INFORMATION SUPPLIED:
┌──
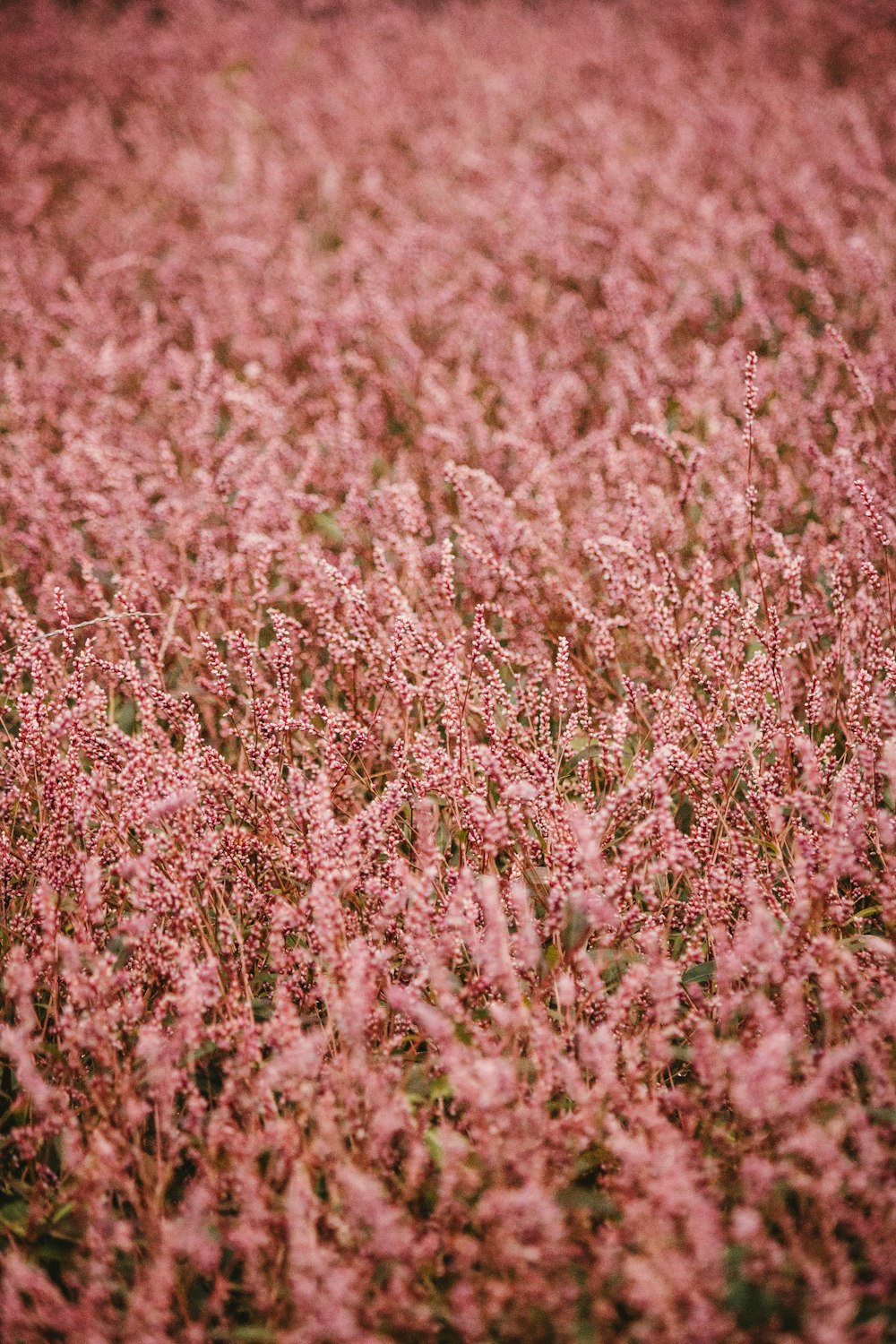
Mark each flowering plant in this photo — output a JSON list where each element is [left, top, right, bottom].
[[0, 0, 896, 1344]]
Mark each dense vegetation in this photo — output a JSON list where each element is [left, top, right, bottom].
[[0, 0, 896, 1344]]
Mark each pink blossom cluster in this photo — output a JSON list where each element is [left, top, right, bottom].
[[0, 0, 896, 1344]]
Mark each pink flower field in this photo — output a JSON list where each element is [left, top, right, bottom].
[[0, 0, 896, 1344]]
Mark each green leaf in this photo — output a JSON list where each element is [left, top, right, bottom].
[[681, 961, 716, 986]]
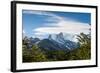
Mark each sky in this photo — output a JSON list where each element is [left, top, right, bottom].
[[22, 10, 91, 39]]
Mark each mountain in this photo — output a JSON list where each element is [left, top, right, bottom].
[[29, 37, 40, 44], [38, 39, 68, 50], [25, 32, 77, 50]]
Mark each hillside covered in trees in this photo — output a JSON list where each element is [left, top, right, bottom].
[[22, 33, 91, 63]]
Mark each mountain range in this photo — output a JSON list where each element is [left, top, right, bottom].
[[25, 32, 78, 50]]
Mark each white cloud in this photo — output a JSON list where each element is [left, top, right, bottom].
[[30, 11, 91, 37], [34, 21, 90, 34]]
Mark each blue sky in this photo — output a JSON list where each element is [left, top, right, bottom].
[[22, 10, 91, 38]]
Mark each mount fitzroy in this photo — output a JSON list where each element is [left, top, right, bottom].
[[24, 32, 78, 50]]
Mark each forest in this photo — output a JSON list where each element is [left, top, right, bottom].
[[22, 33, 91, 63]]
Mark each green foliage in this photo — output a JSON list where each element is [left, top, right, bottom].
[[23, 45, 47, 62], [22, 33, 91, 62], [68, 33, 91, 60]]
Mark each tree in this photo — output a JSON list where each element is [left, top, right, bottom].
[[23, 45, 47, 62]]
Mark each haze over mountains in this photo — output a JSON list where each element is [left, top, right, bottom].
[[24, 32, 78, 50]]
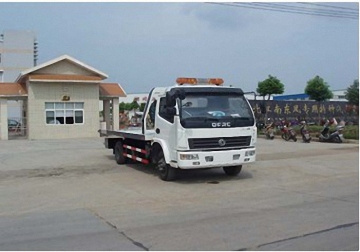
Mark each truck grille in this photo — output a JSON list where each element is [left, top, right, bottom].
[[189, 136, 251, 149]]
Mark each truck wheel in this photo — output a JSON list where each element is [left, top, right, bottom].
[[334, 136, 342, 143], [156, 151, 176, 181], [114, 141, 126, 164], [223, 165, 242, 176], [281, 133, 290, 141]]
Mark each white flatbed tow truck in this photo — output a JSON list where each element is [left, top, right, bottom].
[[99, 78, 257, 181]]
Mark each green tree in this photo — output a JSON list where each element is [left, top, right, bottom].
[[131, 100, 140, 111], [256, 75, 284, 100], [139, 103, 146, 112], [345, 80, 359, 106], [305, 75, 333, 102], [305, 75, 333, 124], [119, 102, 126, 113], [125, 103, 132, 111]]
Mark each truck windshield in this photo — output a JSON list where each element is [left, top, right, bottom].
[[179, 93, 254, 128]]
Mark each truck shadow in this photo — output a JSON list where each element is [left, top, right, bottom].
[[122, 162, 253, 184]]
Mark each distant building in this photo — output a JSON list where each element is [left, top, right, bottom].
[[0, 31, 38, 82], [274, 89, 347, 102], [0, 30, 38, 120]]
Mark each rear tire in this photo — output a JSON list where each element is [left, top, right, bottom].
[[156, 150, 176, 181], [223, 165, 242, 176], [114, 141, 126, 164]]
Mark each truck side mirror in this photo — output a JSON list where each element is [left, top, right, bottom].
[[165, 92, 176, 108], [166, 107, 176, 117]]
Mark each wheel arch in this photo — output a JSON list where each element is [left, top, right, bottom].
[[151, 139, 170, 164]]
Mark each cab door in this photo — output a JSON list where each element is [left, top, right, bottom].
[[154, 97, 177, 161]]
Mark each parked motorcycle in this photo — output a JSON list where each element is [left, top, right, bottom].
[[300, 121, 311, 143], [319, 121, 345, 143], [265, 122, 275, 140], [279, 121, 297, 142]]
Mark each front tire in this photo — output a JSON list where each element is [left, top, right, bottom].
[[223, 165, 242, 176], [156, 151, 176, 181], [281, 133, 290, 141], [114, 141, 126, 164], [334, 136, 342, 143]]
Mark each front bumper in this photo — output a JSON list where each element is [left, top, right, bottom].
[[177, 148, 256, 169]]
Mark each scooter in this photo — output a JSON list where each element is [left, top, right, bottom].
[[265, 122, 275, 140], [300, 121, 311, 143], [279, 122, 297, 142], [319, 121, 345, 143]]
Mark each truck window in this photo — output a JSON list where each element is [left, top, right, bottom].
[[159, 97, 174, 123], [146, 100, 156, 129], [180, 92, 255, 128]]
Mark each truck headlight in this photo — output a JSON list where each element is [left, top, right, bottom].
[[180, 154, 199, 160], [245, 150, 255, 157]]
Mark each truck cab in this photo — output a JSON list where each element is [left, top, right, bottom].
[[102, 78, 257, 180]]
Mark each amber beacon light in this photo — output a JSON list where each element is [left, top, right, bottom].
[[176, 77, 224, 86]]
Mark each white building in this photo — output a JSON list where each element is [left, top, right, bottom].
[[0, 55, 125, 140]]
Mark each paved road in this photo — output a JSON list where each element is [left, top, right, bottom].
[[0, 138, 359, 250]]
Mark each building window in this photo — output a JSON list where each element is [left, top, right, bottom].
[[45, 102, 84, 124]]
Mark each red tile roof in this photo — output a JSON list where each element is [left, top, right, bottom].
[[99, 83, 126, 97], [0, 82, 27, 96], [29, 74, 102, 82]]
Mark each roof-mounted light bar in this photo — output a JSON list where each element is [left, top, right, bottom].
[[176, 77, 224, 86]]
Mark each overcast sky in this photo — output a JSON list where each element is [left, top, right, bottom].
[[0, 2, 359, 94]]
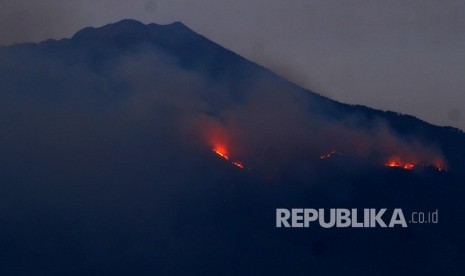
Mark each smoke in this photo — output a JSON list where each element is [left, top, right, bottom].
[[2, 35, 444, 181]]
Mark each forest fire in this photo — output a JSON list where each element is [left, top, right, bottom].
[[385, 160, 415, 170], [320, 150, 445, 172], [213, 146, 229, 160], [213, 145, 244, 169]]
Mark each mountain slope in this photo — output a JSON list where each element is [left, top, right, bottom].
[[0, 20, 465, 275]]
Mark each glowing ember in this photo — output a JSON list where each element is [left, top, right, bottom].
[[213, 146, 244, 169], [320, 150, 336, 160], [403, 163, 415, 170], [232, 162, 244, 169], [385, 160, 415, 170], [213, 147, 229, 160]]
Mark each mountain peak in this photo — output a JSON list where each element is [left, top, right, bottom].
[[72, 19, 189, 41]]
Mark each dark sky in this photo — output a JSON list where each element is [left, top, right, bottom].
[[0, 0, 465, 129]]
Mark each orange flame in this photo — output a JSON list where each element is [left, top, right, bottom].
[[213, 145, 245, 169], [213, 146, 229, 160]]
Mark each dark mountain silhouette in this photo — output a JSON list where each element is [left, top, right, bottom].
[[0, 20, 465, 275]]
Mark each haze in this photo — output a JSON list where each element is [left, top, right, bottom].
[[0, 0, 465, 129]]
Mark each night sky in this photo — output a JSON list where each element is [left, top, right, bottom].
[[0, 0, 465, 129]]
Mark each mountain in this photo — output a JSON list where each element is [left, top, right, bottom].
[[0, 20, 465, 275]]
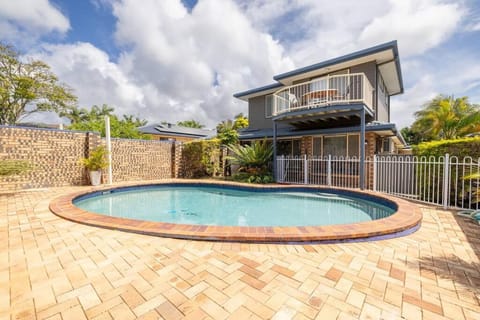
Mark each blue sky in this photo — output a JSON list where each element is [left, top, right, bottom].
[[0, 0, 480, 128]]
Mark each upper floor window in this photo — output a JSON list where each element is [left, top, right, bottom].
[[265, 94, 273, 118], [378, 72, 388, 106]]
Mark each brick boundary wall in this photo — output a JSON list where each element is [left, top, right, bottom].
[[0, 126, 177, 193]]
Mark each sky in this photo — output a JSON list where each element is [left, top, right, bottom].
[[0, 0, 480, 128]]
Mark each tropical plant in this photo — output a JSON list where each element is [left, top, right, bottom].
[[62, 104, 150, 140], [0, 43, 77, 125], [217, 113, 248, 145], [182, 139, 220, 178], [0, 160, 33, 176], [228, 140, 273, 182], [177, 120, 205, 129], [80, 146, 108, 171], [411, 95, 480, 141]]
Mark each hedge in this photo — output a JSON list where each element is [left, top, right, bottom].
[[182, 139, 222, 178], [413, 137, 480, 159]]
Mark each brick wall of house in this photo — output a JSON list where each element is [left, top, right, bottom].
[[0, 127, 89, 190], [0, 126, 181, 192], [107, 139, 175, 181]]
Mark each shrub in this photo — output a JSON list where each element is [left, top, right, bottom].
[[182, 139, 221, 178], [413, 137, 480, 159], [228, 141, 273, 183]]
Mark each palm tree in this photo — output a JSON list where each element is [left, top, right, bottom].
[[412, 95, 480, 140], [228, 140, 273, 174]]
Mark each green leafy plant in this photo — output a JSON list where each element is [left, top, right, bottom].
└──
┌──
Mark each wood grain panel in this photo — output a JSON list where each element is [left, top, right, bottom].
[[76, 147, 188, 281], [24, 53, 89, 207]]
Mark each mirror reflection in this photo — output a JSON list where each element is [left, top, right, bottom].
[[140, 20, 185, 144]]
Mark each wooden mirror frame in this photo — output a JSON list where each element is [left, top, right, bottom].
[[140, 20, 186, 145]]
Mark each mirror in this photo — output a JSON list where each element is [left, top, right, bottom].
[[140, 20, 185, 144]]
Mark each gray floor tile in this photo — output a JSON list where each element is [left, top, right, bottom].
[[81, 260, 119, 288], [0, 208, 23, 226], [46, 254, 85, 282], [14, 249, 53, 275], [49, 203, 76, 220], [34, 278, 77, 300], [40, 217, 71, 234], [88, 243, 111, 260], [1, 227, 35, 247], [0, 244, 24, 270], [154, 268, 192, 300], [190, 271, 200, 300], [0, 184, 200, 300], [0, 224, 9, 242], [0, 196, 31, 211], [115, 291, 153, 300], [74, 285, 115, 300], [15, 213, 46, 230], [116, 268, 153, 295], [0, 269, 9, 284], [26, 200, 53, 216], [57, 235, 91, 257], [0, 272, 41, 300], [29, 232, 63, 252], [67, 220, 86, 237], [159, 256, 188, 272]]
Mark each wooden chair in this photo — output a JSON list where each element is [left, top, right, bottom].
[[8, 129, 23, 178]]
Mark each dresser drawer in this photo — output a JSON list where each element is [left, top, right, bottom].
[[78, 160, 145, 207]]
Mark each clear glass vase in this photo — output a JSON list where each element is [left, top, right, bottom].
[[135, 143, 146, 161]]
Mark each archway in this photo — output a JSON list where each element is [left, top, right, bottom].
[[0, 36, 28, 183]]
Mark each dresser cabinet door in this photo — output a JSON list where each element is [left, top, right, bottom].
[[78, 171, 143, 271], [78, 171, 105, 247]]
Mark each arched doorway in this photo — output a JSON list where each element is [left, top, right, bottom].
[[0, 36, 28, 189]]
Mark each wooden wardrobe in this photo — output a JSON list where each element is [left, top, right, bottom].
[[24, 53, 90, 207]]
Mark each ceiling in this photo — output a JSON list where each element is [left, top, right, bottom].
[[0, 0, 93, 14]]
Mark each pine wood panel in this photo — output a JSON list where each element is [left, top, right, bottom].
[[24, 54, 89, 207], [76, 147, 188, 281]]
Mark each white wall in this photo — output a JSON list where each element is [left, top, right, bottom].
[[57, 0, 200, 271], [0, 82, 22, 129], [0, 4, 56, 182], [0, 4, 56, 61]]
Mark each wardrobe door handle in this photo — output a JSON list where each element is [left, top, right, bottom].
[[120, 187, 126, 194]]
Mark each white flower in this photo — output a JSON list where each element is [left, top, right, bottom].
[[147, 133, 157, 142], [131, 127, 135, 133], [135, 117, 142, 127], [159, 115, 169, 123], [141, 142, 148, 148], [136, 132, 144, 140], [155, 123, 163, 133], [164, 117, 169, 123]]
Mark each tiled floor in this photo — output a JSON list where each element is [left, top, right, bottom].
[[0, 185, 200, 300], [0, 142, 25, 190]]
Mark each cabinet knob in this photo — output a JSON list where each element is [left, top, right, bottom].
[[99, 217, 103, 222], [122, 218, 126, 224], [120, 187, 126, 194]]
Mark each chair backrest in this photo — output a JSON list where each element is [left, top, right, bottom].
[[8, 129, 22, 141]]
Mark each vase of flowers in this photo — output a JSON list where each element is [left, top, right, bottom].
└──
┌──
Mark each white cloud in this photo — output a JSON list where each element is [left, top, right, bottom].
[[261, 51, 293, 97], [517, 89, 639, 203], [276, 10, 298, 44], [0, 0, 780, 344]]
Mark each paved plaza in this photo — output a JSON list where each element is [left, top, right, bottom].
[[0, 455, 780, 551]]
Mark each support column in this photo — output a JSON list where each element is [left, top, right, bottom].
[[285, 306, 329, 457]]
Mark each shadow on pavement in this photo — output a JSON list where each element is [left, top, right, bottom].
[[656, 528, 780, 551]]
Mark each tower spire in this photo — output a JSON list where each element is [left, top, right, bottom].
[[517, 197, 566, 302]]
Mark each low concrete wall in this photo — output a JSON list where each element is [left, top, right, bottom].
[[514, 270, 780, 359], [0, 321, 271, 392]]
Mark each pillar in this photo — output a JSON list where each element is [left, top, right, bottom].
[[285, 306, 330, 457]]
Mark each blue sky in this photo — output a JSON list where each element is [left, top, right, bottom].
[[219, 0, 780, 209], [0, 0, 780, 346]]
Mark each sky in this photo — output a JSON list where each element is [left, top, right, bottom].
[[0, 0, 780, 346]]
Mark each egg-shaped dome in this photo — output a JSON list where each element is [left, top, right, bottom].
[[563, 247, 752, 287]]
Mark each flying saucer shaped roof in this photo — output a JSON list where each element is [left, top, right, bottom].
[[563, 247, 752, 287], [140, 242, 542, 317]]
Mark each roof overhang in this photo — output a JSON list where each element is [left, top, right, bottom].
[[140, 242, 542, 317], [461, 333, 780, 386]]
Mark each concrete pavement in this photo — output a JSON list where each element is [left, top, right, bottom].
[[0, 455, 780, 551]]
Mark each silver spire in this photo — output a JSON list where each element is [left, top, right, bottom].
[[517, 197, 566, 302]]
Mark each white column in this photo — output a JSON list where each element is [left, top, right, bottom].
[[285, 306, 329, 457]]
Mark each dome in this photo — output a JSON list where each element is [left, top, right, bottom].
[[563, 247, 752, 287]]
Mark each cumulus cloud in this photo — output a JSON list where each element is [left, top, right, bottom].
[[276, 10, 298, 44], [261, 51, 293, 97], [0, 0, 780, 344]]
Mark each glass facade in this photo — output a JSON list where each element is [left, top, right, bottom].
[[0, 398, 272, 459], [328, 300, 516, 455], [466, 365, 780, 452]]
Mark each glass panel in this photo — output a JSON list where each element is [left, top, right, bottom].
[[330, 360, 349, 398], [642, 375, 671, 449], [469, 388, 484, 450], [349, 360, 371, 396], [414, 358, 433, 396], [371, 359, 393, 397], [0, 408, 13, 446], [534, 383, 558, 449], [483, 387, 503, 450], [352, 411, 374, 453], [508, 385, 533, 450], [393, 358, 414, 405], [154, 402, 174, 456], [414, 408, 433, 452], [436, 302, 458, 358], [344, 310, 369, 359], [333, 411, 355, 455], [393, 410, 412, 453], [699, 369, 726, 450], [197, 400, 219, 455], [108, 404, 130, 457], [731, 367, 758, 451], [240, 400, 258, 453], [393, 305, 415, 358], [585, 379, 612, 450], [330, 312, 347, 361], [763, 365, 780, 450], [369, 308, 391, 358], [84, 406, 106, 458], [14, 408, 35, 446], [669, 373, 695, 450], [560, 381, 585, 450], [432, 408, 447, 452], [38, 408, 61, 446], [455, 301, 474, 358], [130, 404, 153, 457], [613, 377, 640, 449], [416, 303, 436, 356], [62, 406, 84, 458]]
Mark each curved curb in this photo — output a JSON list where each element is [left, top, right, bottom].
└──
TASK STATEMENT: Count the lines in the data above that contain the string "mirror", treating uppercase and lowercase letters as different, and reply with that number alone.

SOLUTION: 4